Every word in the data below belongs in your copy, exactly as given; the pictures do not.

** Opening Input for this task block **

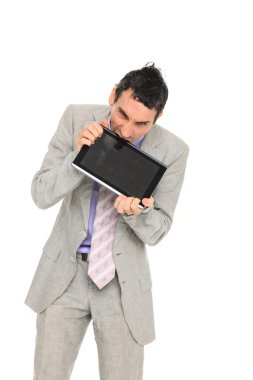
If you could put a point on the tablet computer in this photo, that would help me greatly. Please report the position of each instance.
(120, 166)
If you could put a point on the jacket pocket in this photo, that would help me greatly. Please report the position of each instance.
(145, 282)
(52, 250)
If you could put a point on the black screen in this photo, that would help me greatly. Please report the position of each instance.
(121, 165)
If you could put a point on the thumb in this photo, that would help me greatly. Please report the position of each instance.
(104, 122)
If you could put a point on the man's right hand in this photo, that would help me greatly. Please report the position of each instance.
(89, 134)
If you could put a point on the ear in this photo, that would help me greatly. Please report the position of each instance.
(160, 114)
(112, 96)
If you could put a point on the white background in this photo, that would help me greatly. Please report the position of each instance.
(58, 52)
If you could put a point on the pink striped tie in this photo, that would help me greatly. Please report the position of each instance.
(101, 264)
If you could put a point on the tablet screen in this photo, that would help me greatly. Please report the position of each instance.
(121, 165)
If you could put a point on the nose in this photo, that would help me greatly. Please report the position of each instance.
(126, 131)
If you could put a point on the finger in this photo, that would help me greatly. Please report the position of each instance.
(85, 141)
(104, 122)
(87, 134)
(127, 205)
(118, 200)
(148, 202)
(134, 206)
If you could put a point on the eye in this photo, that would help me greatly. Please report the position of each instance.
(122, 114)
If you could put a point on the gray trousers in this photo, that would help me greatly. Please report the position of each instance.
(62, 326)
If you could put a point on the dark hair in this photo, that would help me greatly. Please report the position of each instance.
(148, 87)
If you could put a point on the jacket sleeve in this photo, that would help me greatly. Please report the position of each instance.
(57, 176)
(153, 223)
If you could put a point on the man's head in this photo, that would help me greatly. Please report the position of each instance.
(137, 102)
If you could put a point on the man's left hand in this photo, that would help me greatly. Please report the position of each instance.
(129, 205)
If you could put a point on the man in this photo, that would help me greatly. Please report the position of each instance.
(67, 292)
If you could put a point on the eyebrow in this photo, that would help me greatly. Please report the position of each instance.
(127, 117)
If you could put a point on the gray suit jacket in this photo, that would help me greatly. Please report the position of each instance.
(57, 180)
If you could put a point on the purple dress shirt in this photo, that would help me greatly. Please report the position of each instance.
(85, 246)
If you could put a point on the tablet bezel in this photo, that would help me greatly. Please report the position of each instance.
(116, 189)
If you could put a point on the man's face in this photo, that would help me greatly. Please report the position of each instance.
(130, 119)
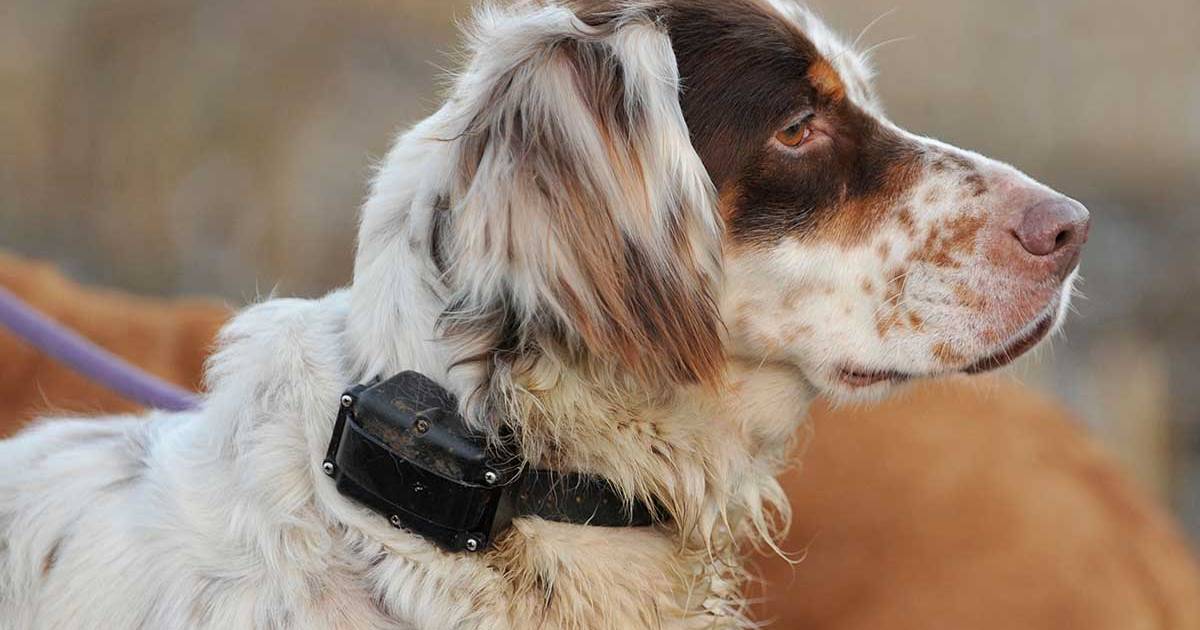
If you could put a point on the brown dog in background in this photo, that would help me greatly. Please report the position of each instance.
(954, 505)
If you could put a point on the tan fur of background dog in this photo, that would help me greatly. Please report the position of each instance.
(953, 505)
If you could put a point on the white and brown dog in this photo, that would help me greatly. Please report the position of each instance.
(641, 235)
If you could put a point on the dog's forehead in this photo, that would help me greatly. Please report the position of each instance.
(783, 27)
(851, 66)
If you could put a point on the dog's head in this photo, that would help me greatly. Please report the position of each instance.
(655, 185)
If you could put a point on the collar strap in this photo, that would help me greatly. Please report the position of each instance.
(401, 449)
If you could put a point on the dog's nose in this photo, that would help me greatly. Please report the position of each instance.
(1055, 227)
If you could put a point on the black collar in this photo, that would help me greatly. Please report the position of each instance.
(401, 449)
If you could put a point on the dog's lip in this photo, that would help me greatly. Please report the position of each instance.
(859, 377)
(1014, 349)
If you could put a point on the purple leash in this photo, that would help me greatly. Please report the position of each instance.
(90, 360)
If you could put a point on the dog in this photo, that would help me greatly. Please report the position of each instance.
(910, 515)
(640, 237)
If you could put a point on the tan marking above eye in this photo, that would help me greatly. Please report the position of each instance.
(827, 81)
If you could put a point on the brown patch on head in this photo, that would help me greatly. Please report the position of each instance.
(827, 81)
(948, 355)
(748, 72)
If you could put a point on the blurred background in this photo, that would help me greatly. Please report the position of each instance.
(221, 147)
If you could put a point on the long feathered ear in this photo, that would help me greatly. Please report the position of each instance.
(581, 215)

** Closing Input for this task block **

# The completed task:
If you could put a point on the tablet computer in this photo, that would help me greatly. Please report the position of each instance.
(120, 166)
If you could put a point on the jacket pocket in this photo, that would help me greatly. Please report the position of each instance.
(145, 282)
(52, 250)
If you could put a point on the black screen in this photo, that would help me greatly. Please report the position of each instance.
(121, 165)
If you could put a point on the thumb in this photo, that would help me greatly. Please report the position of each instance.
(104, 122)
If you could put a point on the man's right hand in this photo, that would help me greatly. Please report the position of each instance.
(89, 134)
If you could put a point on the ear in this photo, that would help me greatly. Please report the position of each instance.
(160, 114)
(112, 96)
If you could put a point on the white background in this photo, that would help me greatly. Please report the position of each instance.
(58, 52)
If you could put a point on the pink striped tie in this photo, that would help me greatly. Please report the position of each instance.
(101, 264)
If you could put a point on the tablet screen in this photo, that would help me greatly. Please report the position of each instance.
(121, 165)
If you could put a point on the nose in this photo, that would help me greatly. Please report the position of each instance.
(126, 131)
If you could put a point on the finger in this photo, that would help me greatly. Please report the position of each instance.
(85, 141)
(104, 122)
(87, 134)
(127, 205)
(118, 200)
(148, 202)
(134, 206)
If you could put a point on the eye in this photo, that would help me greatly. Please report the position of each instance.
(122, 114)
If you could put a point on the gray trousers in this photo, that would help me greatly. Please report the position of each instance.
(62, 326)
If you could put a point on the dark hair in this photo, that would help me greatly. Please report the position of each instance.
(148, 87)
If you could put a point on the jacket sleeve in this photo, that would help me greatly. Please report the position of each instance.
(57, 176)
(153, 223)
If you could put a point on the man's head in this photo, that would help me greatly. Please report the position of each instance.
(137, 102)
If you could put a point on the man's left hand in this photo, that would help me greatly. Please report the position of each instance.
(129, 205)
If you could put a point on the man in this photo, that would help me greatly. Please report the position of each instance.
(67, 292)
If you could put a point on the eyebrow in this photo, that would help me greatly. Please report the position of each instance.
(127, 117)
If you could put a point on the gray suit jacket in this photo, that would help me greatly. Please report the position of each instance.
(57, 180)
If you could put a point on the purple dress shirt in this photo, that would help me greatly. Please report the position of each instance.
(85, 246)
If you could put a point on the tablet bezel in this photo, that would help me greatly. Please report the position of each instance.
(116, 189)
If you could put a point on the man's face in this photo, that would help me greatly. Please report the position of each instance.
(130, 119)
If you could put a point on the brown dog in background in this photo, that would help me greatly. Please report the position of each instance.
(954, 505)
If you could put a point on the tan fur of background dog in this photo, that would help me greatly. Please report the position of each instance.
(953, 505)
If you could put a point on the white and brown dog in this photo, that would help me greatly. Please report the position of each instance.
(641, 235)
If you could put a point on the dog's forehead in this photo, that would help me greatly. Please report the position of each instance.
(783, 27)
(851, 66)
If you could put a point on the dog's head in this photo, that would help me greatly. Please report the position of each instance.
(655, 185)
If you could put a point on the collar strap in this photo, that would help me greatly. Please report the position of each instance.
(401, 449)
If you could put a point on the dog's nose in this photo, that would help me greatly. Please report the position of each instance.
(1055, 227)
If you could put a point on the black collar in this photo, that would help me greatly. Please report the position of each instance.
(401, 449)
If you could put a point on the dog's lip in this photo, that would help me greatly. Please report the position of each instance.
(859, 377)
(1014, 349)
If you could put a point on the purple leash in this photo, that would help me greatly. Please report the position of each instance.
(90, 360)
If you could put a point on the dog in this photo, that would help me greatly. Please report the position of each instance.
(910, 515)
(640, 237)
If you could put a point on the tan marking above eye in this photo, that would help me greatly. Please report the position of each instance.
(827, 81)
If you could put a point on the brown patch on head in this photo, that would help me greatly. Please report the position of each instance.
(827, 81)
(948, 355)
(748, 72)
If you could put a point on the blurred background in this photo, that would help me greatly. Please report the position of each instance.
(221, 147)
If you could put a point on the long feathered ear in this photo, that would help me greatly. Please report the position of each instance.
(581, 215)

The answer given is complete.